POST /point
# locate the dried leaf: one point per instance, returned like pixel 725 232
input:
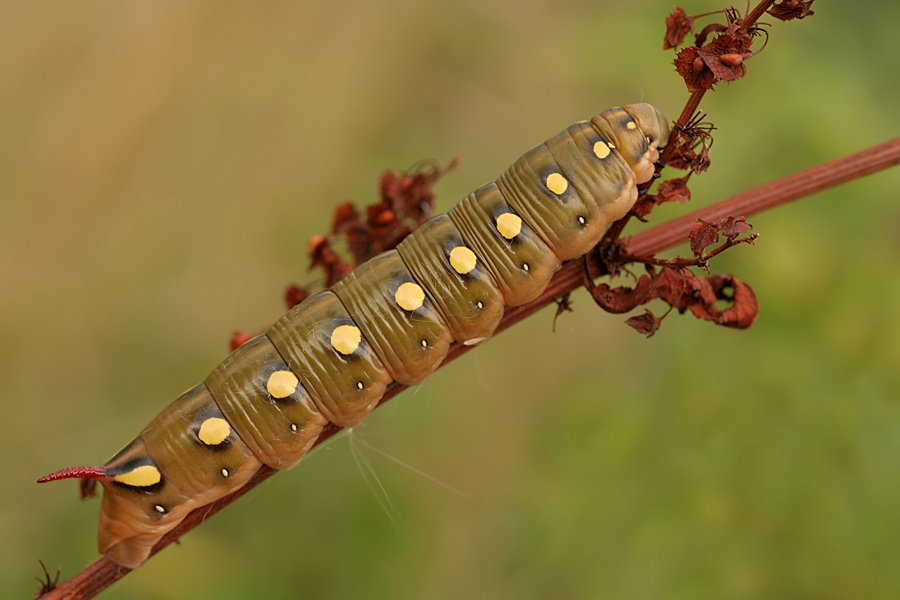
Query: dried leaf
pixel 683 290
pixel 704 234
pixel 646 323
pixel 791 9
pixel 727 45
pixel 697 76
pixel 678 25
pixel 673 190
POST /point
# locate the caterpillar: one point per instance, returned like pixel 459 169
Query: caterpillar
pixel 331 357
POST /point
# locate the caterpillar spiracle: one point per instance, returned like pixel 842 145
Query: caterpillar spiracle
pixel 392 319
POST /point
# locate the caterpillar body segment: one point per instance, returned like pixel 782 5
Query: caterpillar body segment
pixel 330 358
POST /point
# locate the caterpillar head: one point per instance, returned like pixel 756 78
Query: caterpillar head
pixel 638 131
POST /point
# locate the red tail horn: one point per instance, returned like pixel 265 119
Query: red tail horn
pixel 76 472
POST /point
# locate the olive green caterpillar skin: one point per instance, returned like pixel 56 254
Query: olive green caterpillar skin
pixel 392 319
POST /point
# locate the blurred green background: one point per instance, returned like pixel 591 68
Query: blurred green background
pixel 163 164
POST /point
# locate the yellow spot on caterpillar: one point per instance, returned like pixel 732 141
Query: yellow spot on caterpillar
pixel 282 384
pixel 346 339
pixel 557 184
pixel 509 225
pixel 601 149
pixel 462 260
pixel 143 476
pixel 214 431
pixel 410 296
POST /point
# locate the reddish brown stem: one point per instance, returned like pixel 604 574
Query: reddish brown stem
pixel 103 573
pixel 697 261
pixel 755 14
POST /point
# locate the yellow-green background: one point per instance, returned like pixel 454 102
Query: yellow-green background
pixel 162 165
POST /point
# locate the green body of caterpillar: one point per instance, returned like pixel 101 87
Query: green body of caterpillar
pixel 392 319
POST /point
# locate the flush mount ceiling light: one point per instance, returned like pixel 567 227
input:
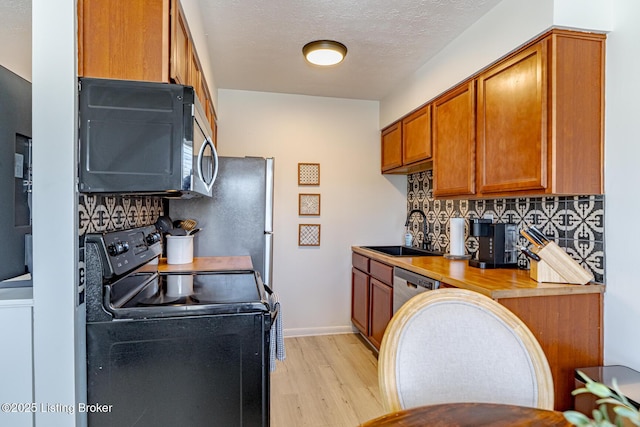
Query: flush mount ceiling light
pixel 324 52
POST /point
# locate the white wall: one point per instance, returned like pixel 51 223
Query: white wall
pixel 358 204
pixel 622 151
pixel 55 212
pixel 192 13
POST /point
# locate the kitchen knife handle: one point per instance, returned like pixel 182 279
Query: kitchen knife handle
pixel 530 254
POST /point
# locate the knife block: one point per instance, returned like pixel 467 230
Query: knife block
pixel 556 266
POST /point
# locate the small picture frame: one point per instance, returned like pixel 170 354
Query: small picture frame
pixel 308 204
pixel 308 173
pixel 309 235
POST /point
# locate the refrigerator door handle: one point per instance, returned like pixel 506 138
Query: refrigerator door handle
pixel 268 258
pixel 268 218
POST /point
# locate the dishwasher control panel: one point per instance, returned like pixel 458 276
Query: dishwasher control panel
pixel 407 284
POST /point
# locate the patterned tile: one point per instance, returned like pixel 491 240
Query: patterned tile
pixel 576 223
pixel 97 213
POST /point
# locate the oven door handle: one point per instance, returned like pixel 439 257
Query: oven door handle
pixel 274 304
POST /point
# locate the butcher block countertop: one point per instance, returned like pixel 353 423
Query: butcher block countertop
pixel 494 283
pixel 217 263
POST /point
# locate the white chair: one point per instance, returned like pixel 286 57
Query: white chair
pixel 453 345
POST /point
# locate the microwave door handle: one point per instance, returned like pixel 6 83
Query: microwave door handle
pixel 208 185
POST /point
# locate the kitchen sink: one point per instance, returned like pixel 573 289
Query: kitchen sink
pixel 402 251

» **The exercise**
Copy the records above exactly, leaving out every picture.

» **Solved problem**
POST /point
# locate the dried leaf: one point per instance, returned like pixel 725 232
input:
Query: dried leaf
pixel 683 290
pixel 704 234
pixel 646 323
pixel 791 9
pixel 727 45
pixel 697 76
pixel 678 25
pixel 673 190
POST /point
# locate the caterpillar: one point per instance, returned like pixel 459 169
Query: caterpillar
pixel 331 357
POST /point
# locate the caterpillar spiracle: one point per instance, returned like pixel 842 145
Query: caterpillar spiracle
pixel 392 319
POST /point
# locate the caterpillar body segment: one point per instance, returned like pixel 782 5
Query: caterpillar body segment
pixel 330 358
POST /point
# locate the caterpillar head: one point per instance, returned like pixel 756 78
Query: caterpillar head
pixel 638 131
POST /point
# locate the red tail horn: one point per instance, returned like pixel 265 119
Query: red tail horn
pixel 76 472
POST /point
# locate the olive green caterpillar skin: one point per instance, returned like pixel 56 254
Query: olive green caterpillar skin
pixel 392 319
POST /point
# locate the blurred green background: one point per instance, returned like pixel 591 68
Query: blurred green background
pixel 163 164
POST /point
# locate the yellow spot on caterpillar: one point per instance, returned like pixel 732 141
Query: yellow spot on caterpillar
pixel 282 384
pixel 346 339
pixel 557 184
pixel 509 225
pixel 601 149
pixel 462 260
pixel 143 476
pixel 214 431
pixel 410 296
POST /point
# locate the reddish brown stem: one point per instance, returned like pixel 604 574
Query: reddish brown stem
pixel 103 573
pixel 697 261
pixel 755 14
POST /point
# locate the yellow-green background: one point per instance, returned like pixel 454 102
Query: yellow-green background
pixel 162 165
POST /point
# locate the green body of caterpillar: one point per instance, returned like pixel 101 87
Query: green body of caterpillar
pixel 392 319
POST /point
# locate the flush mount ceiling light: one point per instance, returned like pixel 567 227
input:
Query: flush mount ceiling light
pixel 324 52
POST /point
# locate the white wall: one point per instance, returned like pixel 51 223
Query: white wall
pixel 358 204
pixel 622 151
pixel 55 212
pixel 192 13
POST /point
# locate the kitchen knife handle: one point per instance, returned like pixel 182 279
Query: kitchen knife handle
pixel 530 254
POST /point
# locate the knife block: one point per instance, returned like pixel 467 230
Query: knife block
pixel 556 266
POST /point
# locate the small picture frame: one point per instance, returned like pixel 170 354
Query: small picture frame
pixel 308 204
pixel 308 173
pixel 309 235
POST /point
# locate the refrigerator door handle: one point per instance, returned like pixel 506 138
Query: refrigerator door handle
pixel 268 258
pixel 268 218
POST /point
# locate the dishwasher control panel: one point per instance, returned like pixel 458 276
Query: dishwasher control panel
pixel 407 284
POST /point
# locate the patterned tile: one point per instance, returned like pixel 491 240
Query: patterned tile
pixel 576 223
pixel 97 213
POST /point
# locate the oven door handle: one point per instance, returned like pixel 439 257
Query: oven door handle
pixel 274 304
POST /point
# locate the butcher block countertop: one point per instance, returned like pixel 353 423
Query: butcher block countertop
pixel 494 283
pixel 217 263
POST /point
# locate the white chair: one point per instance, returned like pixel 286 57
Query: white chair
pixel 453 345
POST /point
# locate the microwave door handle: one point per instance, returned like pixel 6 83
Query: microwave door handle
pixel 208 185
POST /point
# locate the kitchen sink: one point per instance, returned like pixel 573 289
Query: kitchen sink
pixel 402 251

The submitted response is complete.